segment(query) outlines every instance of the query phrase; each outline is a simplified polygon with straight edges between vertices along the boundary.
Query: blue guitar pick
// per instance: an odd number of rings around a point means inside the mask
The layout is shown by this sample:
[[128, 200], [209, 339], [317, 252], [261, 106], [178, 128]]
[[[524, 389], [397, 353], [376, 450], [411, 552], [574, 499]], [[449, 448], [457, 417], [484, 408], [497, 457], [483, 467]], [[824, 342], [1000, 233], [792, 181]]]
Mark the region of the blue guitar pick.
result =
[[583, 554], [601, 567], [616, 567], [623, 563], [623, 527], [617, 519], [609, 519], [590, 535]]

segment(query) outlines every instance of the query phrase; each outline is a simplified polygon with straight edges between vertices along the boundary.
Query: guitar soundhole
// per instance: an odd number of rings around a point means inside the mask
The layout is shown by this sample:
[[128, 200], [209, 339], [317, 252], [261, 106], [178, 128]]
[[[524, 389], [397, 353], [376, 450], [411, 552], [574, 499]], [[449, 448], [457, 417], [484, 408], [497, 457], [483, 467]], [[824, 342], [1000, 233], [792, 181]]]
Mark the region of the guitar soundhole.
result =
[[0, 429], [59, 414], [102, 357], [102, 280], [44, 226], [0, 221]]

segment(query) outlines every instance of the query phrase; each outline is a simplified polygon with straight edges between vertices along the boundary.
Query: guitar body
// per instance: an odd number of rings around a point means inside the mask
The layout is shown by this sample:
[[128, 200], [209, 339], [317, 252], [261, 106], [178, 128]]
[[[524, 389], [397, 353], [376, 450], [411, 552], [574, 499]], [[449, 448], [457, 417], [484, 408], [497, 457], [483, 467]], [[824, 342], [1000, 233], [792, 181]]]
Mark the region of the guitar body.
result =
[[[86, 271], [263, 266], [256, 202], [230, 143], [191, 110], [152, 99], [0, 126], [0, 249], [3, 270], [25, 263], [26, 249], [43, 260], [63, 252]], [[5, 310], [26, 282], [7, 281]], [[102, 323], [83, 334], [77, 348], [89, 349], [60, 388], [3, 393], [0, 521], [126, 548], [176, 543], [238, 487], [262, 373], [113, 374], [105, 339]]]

=-=-=-=-=

> _WHAT TO PRODUCE_
Can you render the lines of the items, starting at the very first line and ending at the line that contains "226], [0, 221]]" (both included), as a Markdown table with columns Index and Content, one row per line with its number, leaving blank lines out?

> _THE SOLUTION_
| Index | Content |
|---|---|
| 1 | segment(query) outlines every instance of the query phrase; each outline is a simplified polygon with straight edges between vertices along the boundary. |
| 2 | Query: blue guitar pick |
| 3 | // per instance: an odd number of rings around a point means inside the mask |
| 4 | The layout is shown by this sample: |
| 5 | [[128, 200], [209, 339], [317, 252], [261, 106], [178, 128]] |
| 6 | [[[524, 389], [397, 353], [376, 450], [411, 552], [574, 499]], [[449, 448], [457, 417], [484, 408], [497, 457], [483, 467]], [[824, 342], [1000, 233], [792, 181]]] |
| 7 | Mark the region of the blue guitar pick. |
| 8 | result = |
| 9 | [[583, 554], [601, 567], [616, 567], [623, 563], [623, 527], [617, 519], [609, 519], [590, 535]] |
| 10 | segment(query) outlines every instance of the query phrase; each outline is a simplified polygon with straight edges between vertices along the boundary. |
| 11 | Query: guitar soundhole |
| 12 | // per instance: an odd number of rings around a point means inside the mask |
| 13 | The layout is shown by this sample: |
| 14 | [[128, 200], [209, 339], [317, 252], [261, 106], [178, 128]] |
| 15 | [[[524, 389], [397, 353], [376, 450], [411, 552], [574, 499]], [[449, 448], [457, 417], [484, 408], [497, 457], [483, 467]], [[824, 342], [1000, 233], [792, 181]]] |
| 16 | Mark the region of the guitar soundhole. |
| 17 | result = |
| 18 | [[0, 429], [59, 414], [102, 357], [102, 280], [44, 226], [0, 221]] |